[Goal of the exercise]:
Format the stretch of the listing from the line containing "Target: sky" through the line containing "153,185 -> 371,330" as a Markdown table with the columns Row and Listing line, skipping blank lines. Include only those lines.

[Recorded information]:
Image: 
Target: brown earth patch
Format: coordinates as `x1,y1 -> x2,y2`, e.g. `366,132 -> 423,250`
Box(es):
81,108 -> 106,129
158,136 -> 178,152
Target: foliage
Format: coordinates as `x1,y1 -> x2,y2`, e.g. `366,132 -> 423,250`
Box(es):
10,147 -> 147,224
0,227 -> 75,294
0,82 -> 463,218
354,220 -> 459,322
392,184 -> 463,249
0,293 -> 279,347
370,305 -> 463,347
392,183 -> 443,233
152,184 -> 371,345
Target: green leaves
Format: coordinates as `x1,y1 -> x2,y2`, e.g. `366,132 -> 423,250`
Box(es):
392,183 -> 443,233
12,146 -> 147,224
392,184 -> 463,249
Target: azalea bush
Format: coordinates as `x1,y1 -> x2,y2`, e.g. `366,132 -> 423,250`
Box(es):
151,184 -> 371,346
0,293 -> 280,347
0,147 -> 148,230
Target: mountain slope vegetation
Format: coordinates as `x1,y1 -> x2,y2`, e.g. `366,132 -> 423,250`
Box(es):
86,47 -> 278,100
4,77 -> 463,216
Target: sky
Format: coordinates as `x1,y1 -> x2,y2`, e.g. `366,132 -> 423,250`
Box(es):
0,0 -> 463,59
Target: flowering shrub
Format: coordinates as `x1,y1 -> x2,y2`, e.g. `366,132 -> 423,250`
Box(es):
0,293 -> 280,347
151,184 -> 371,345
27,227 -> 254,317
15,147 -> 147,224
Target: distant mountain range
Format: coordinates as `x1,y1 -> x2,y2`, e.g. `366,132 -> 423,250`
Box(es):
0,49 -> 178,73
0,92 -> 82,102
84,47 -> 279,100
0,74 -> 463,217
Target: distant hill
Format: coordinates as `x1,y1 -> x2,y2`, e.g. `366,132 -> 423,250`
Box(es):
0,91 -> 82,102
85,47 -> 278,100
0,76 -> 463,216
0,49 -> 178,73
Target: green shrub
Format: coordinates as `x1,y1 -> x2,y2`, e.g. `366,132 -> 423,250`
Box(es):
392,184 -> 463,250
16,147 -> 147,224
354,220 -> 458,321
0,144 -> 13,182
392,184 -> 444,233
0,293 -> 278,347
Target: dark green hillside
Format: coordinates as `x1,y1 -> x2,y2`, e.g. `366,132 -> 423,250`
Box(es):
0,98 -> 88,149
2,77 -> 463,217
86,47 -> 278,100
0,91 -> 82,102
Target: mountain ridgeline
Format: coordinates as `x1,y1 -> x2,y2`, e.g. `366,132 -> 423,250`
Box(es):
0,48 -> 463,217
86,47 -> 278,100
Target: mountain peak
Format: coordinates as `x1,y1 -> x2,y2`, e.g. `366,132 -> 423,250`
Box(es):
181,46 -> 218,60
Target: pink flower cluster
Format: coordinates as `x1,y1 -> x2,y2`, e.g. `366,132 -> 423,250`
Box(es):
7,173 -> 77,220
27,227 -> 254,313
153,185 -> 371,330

* * *

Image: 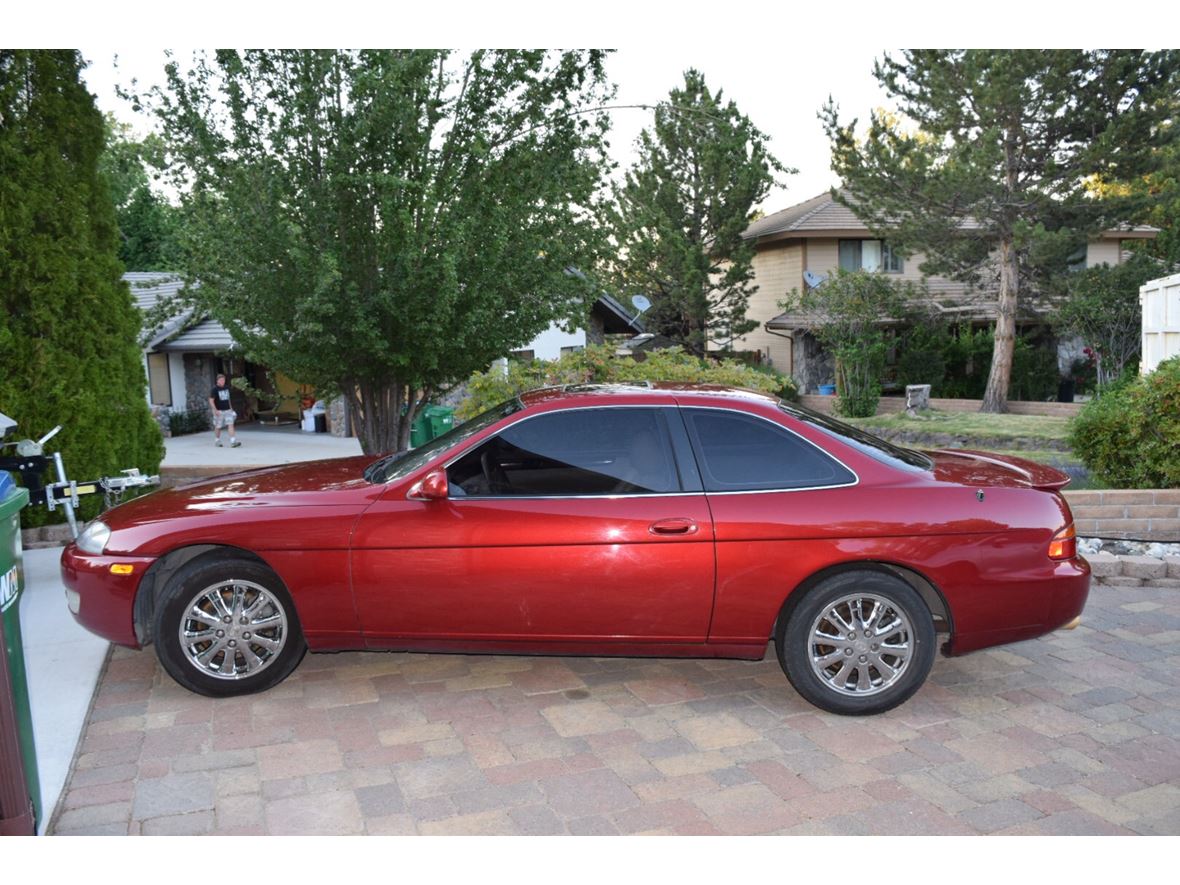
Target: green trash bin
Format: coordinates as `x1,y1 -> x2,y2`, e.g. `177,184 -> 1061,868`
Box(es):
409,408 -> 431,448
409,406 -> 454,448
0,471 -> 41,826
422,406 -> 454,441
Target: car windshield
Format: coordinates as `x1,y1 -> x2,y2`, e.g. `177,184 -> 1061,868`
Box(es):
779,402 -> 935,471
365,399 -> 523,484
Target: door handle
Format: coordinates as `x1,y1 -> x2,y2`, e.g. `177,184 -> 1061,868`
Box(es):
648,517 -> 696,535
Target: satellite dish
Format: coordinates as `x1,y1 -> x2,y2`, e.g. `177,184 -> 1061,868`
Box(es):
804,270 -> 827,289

[Exercise answer]:
| Row | Listing line |
|---|---|
| 1 | Target: sky |
| 2 | Format: coordinates as `x1,y1 -> x2,y2`, e.g. `366,132 -> 423,250` |
| 3 | Box(es): |
| 4 | 0,0 -> 463,59 |
| 5 | Target: flowering shrub |
| 6 | Format: coordinates as `x1,y1 -> x2,y2`, e.g. `366,132 -> 423,250` |
| 7 | Box(es): |
| 8 | 0,293 -> 280,347 |
| 9 | 151,184 -> 371,345 |
| 10 | 27,227 -> 254,317 |
| 11 | 15,147 -> 147,224 |
| 12 | Target: distant mountain range |
| 13 | Format: coordinates as `x1,y1 -> x2,y2`, e.g. `366,132 -> 423,250` |
| 14 | Box(es): |
| 15 | 0,49 -> 178,73 |
| 16 | 0,92 -> 82,102 |
| 17 | 84,47 -> 279,100 |
| 18 | 0,74 -> 463,217 |
| 19 | Target: distant hill |
| 20 | Format: coordinates as `x1,y1 -> x2,y2`, e.g. `366,132 -> 423,250` |
| 21 | Box(es): |
| 22 | 0,91 -> 82,102 |
| 23 | 85,47 -> 278,100 |
| 24 | 0,76 -> 463,216 |
| 25 | 0,49 -> 178,73 |
| 26 | Target: green shrub |
| 27 | Format: coordinates as `x1,y1 -> x2,y2`, e.g. `366,132 -> 423,250` |
| 28 | Box(es): |
| 29 | 392,184 -> 463,250 |
| 30 | 16,147 -> 147,224 |
| 31 | 354,220 -> 458,321 |
| 32 | 0,144 -> 13,182 |
| 33 | 392,184 -> 444,233 |
| 34 | 0,293 -> 278,347 |
| 35 | Target: dark green hillside |
| 36 | Format: coordinates as `x1,y1 -> x2,y2`, e.g. `366,132 -> 423,250` |
| 37 | Box(es): |
| 38 | 0,98 -> 88,149 |
| 39 | 2,77 -> 463,217 |
| 40 | 86,47 -> 278,100 |
| 41 | 0,91 -> 82,102 |
| 42 | Target: mountain ridgeline |
| 43 | Format: coordinates as `x1,y1 -> x2,y2`, e.g. `366,132 -> 423,250` |
| 44 | Box(es): |
| 45 | 0,48 -> 463,217 |
| 46 | 86,47 -> 278,100 |
| 47 | Target: mountain peak |
| 48 | Format: coordinates as `x1,y1 -> x2,y2`, e.g. `366,132 -> 423,250` |
| 49 | Box(es): |
| 50 | 181,46 -> 218,60 |
| 51 | Target: pink flower cluster |
| 52 | Format: coordinates as `x1,y1 -> x2,y2`, e.g. `366,132 -> 423,250` |
| 53 | Box(es): |
| 54 | 7,173 -> 77,220 |
| 55 | 27,227 -> 254,313 |
| 56 | 153,185 -> 371,330 |